• _EXERCISE OBJECTIVE_
In the text on the Affordable Care Act, what share of the uninsured gained coverage under the ACA?

• _TEXT SECTION_

---------------

The Nov. 7 editorial argues it is better to continue building on the Affordable Care Act (ACA) than implement a Medicare for All universal health care system (“Warren health plan is the wrong remedy”). However, that depends on our goal. If we want health care for everyone, the ACA won’t get us there.
Certainly, the ACA covered more people. However, only about half of the uninsured got coverage, and it did not help those who already have insurance afford dental care or pay for long-term care. It also failed to adequately address high deductibles and other out-of-pocket payments that drive people into bankruptcy.
On top of that, because the cost is such a problem, we are going to need to dump the dysfunctional health care financing model that the ACA made even more convoluted.
If we want all people to have health care that addresses all their needs, including things like dental, mental health, prescriptions and long-term care, we need a comprehensive universal approach, not more patches on the current patchwork system.

---------------

• _GIVEN INFORMATION_
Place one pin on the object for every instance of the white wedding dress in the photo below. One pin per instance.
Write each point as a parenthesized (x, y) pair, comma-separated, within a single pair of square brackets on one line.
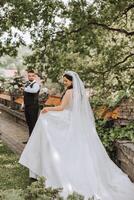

---------------

• _REPLY_
About half of the uninsured.